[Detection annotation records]
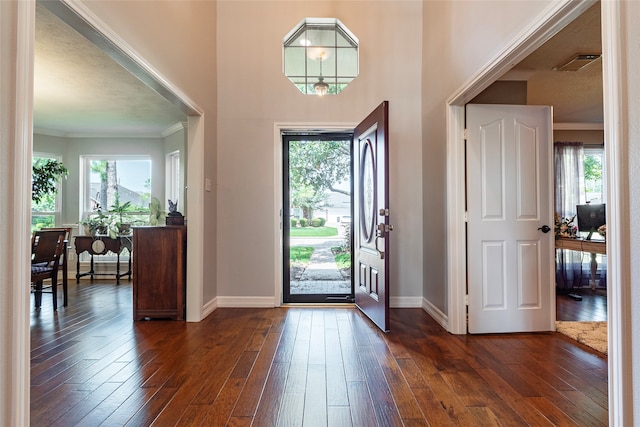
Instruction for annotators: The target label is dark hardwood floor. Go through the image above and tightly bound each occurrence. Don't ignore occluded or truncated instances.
[556,288,607,322]
[31,282,608,427]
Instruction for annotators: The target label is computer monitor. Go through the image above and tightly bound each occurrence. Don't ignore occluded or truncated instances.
[576,203,607,240]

### Stated task
Put each line of the listing above into a numbered list, omitting blank lines. Leave the picture out.

### Completed task
1. Instruction for annotators: The target label is dark hardwood floor. Go through the image above and tightly bound each occurrence. Don't ignore occluded or truncated instances.
2. [556,288,607,322]
3. [31,282,608,427]
4. Instruction for annotators: The target label is computer monitor. Go through the image above and tightly bound each occurrence. Don't ignore occluded or truncated instances.
5. [576,203,607,240]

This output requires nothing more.